**Tasks for this exercise:**
1: Repeat the forced sterilization article from "Friday, December 19, 2014" to "across the country.", swapping "government clinics" for "state clinics".
2: List every calendar date that appears in the forced sterilization article.

**Text shown:**

§

Friday, December 19, 2014


Uzbekistan

Report: Forced Sterilization Of Women Widespread In Uzbekistan

The sterilizations -- through removal of the uterus or cutting of the fallopian tubes -- happen without the patient's knowledge and often is not learned of until much later, for example when the woman fails to get pregnant again.
The sterilizations -- through removal of the uterus or cutting of the fallopian tubes -- happen without the patient's knowledge and often is not learned of until much later, for example when the woman fails to get pregnant again.
By RFE/RL
A new report on forced sterilization of women in Uzbekistan at government clinics says the practice remains widespread across the country.

BBC Central Asia correspondent Natalia Antelava, the author of the report by the U.S.-based Open Society Foundations, says medical professionals throughout the country are under government pressure to perform sterilizations as a means to combat population growth.

Presenting the report to the press in Washington on December 13 and earlier this week in New York, she said all women of reproductive age who had delivered two or more children were potential targets for forced sterilization.

"The sterilization campaign by the government is still carrying on, it's happening everywhere, across Uzbekistan," Antelava told reporters on December 11 in New York. "So, it is not that individual regions are targeted, rather across the country clinics and hospitals are performing the procedures. It hasn't shown any sign of slowing down in the last five years."

She said that women with lower socioeconomic status and representatives of ethnic minorities were the most likely to be sterilized.

The sterilizations -- through removal of the uterus or cutting of the fallopian tubes -- happen without the patient's knowledge and often is not learned of until much later.

"The typical story is that the woman gives birth, then tries to get pregnant again, fails to get pregnant, then goes to a doctor and finds out that she has been sterilized," Antelava explained.

§

**Data shown:**
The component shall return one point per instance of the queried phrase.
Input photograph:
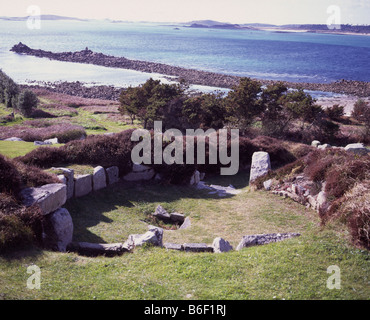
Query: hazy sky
(234, 11)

§

**Responses to the exercise:**
1:
Friday, December 19, 2014


Uzbekistan

Report: Forced Sterilization Of Women Widespread In Uzbekistan

The sterilizations -- through removal of the uterus or cutting of the fallopian tubes -- happen without the patient's knowledge and often is not learned of until much later, for example when the woman fails to get pregnant again.
The sterilizations -- through removal of the uterus or cutting of the fallopian tubes -- happen without the patient's knowledge and often is not learned of until much later, for example when the woman fails to get pregnant again.
By RFE/RL
A new report on forced sterilization of women in Uzbekistan at state clinics says the practice remains widespread across the country.

2:
- Friday, December 19, 2014
- December 13
- December 11